Start of Record set

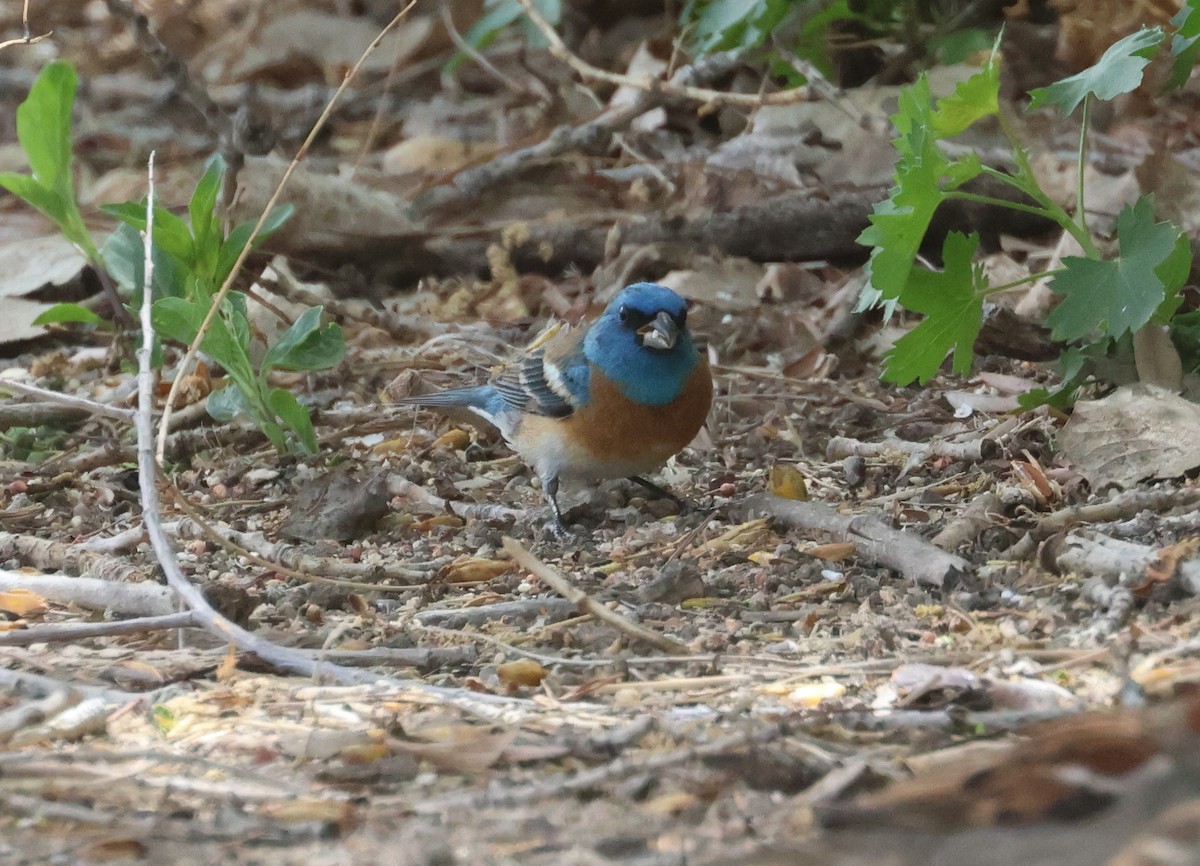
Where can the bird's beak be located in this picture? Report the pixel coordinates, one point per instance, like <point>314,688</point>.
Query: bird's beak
<point>660,334</point>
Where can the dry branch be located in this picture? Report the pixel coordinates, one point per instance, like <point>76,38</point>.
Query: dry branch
<point>874,540</point>
<point>585,602</point>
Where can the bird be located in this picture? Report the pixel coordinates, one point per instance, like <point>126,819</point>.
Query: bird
<point>1074,793</point>
<point>615,397</point>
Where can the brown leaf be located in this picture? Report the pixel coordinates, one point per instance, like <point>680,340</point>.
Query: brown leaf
<point>22,602</point>
<point>474,570</point>
<point>523,672</point>
<point>787,482</point>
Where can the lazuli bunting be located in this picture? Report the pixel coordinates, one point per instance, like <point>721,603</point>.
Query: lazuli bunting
<point>612,398</point>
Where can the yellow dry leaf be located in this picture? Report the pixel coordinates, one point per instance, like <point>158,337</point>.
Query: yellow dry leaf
<point>460,749</point>
<point>397,445</point>
<point>474,570</point>
<point>833,552</point>
<point>787,482</point>
<point>547,334</point>
<point>365,753</point>
<point>671,804</point>
<point>22,602</point>
<point>439,521</point>
<point>749,534</point>
<point>456,439</point>
<point>307,809</point>
<point>228,666</point>
<point>807,695</point>
<point>523,672</point>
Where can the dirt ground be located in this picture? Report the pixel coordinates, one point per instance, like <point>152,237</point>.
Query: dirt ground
<point>867,575</point>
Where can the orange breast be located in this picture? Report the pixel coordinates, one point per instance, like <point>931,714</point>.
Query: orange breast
<point>615,430</point>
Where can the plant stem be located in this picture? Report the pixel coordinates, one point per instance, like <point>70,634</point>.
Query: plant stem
<point>1026,181</point>
<point>1023,281</point>
<point>1080,212</point>
<point>1000,203</point>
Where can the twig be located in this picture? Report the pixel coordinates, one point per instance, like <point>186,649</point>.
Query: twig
<point>57,555</point>
<point>972,451</point>
<point>588,780</point>
<point>67,632</point>
<point>27,37</point>
<point>283,659</point>
<point>240,551</point>
<point>588,605</point>
<point>1119,507</point>
<point>874,540</point>
<point>138,597</point>
<point>219,299</point>
<point>469,50</point>
<point>558,48</point>
<point>81,403</point>
<point>592,136</point>
<point>511,611</point>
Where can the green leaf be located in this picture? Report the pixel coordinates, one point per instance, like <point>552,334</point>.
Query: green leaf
<point>287,408</point>
<point>67,312</point>
<point>498,16</point>
<point>125,262</point>
<point>1186,336</point>
<point>306,344</point>
<point>233,245</point>
<point>1185,44</point>
<point>43,198</point>
<point>43,127</point>
<point>228,403</point>
<point>202,209</point>
<point>952,301</point>
<point>1119,71</point>
<point>972,100</point>
<point>169,232</point>
<point>180,319</point>
<point>1122,294</point>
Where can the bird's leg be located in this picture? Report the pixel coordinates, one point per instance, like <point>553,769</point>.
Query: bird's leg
<point>550,486</point>
<point>663,493</point>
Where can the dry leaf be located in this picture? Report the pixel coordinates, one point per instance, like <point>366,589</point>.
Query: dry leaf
<point>787,482</point>
<point>461,749</point>
<point>474,570</point>
<point>23,602</point>
<point>1137,432</point>
<point>228,666</point>
<point>456,439</point>
<point>523,672</point>
<point>833,552</point>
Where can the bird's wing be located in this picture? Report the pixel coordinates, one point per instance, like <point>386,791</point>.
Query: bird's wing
<point>550,380</point>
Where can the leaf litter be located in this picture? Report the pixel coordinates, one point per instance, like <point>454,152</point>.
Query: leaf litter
<point>797,650</point>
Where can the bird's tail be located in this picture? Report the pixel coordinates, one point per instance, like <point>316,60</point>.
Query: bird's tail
<point>478,398</point>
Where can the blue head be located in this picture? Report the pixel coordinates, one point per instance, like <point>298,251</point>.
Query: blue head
<point>641,342</point>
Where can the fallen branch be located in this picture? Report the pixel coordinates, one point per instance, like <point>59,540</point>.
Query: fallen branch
<point>558,48</point>
<point>592,136</point>
<point>77,404</point>
<point>1120,507</point>
<point>874,540</point>
<point>67,632</point>
<point>141,597</point>
<point>587,603</point>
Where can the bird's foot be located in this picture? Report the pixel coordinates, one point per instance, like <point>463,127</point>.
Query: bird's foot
<point>685,505</point>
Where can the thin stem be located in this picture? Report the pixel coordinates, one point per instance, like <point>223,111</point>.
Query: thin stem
<point>1025,180</point>
<point>1080,212</point>
<point>1023,281</point>
<point>1000,203</point>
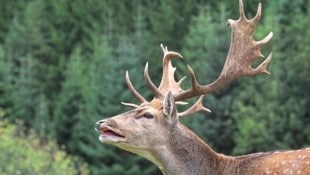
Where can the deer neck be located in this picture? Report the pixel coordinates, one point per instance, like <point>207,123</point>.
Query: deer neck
<point>186,154</point>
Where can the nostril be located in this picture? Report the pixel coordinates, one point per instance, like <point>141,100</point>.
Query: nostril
<point>98,124</point>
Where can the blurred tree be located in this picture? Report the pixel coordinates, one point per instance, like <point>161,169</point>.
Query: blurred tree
<point>22,154</point>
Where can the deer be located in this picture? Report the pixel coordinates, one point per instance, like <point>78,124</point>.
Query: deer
<point>152,129</point>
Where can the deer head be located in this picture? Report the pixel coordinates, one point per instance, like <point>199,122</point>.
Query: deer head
<point>152,128</point>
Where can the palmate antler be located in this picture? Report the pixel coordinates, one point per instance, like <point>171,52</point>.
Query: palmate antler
<point>243,51</point>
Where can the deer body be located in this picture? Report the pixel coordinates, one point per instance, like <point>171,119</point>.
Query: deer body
<point>152,129</point>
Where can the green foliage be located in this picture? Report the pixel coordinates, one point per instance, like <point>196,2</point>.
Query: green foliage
<point>22,154</point>
<point>62,66</point>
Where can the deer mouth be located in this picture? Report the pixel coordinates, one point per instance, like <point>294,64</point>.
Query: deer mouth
<point>110,135</point>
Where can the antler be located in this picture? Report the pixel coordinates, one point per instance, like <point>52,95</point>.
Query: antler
<point>243,51</point>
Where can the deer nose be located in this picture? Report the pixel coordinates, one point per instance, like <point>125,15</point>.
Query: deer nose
<point>98,125</point>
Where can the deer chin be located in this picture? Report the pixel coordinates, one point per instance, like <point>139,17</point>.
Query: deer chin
<point>109,135</point>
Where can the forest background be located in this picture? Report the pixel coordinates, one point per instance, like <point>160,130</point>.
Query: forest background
<point>62,67</point>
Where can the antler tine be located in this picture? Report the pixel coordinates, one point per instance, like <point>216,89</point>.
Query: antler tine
<point>168,82</point>
<point>150,83</point>
<point>243,51</point>
<point>198,106</point>
<point>241,10</point>
<point>138,96</point>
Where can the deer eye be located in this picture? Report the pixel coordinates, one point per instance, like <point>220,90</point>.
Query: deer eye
<point>148,115</point>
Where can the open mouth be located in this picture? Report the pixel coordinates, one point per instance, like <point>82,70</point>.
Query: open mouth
<point>109,132</point>
<point>109,135</point>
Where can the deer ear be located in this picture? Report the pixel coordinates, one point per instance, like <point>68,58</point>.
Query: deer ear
<point>169,108</point>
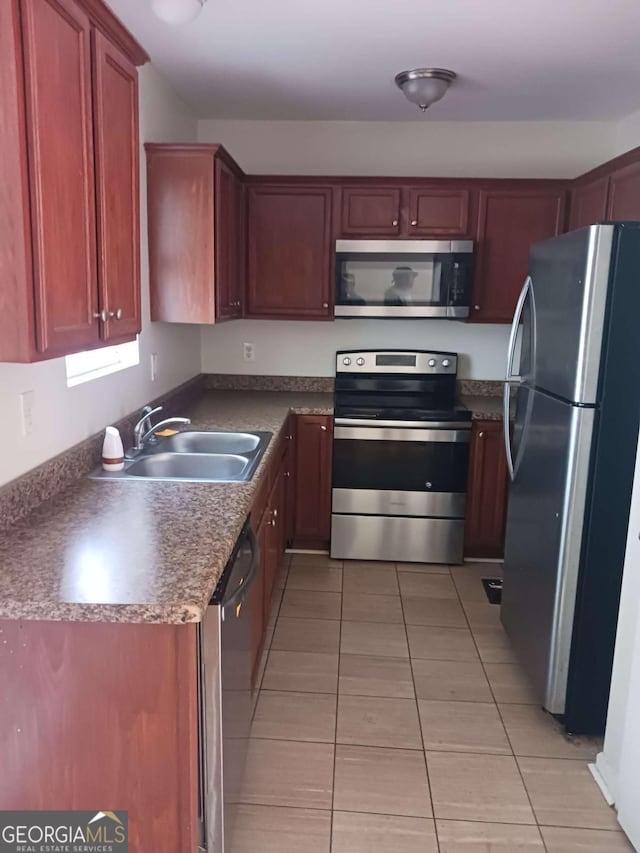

End of Record set

* _Task_
Please duplicate, character for character, the part of the lines above that opens with the line containing "Where can the palmate" and closes with the line containing "<point>62,67</point>", including both of those lines.

* _Written response_
Where can the palmate antler be located in this picture? Report the pixel coordinates, one point per instance, like <point>171,52</point>.
Query: palmate antler
<point>243,51</point>
Where can the deer body be located in this picture? Report the pixel coordinates, one point per instance, like <point>171,119</point>.
Query: deer body
<point>152,129</point>
Where can the green foliage be located in this picture? Report the pixel coordinates, one point per instance, like <point>196,2</point>.
Query: green foliage
<point>22,154</point>
<point>62,66</point>
Where can the deer mouth be located in this picture? Report the pixel coordinates, one point per instance, like <point>294,64</point>.
Query: deer mouth
<point>110,135</point>
Where can the antler be located in this picture? Report the pixel coordinates, one point per instance, like <point>52,95</point>.
Query: antler
<point>243,51</point>
Where can the deer nose be located in this picture? Report the pixel coordinates, one point per instance, like <point>125,15</point>.
Query: deer nose
<point>98,125</point>
Where can the deer chin be located in this picture? Report the pixel coordinates, one point per instance, like <point>139,17</point>.
Query: deer chin
<point>109,135</point>
Where can the forest background be located in this picture? Report the pixel coordinates, one point per instance, like <point>160,130</point>.
Query: forest background
<point>62,67</point>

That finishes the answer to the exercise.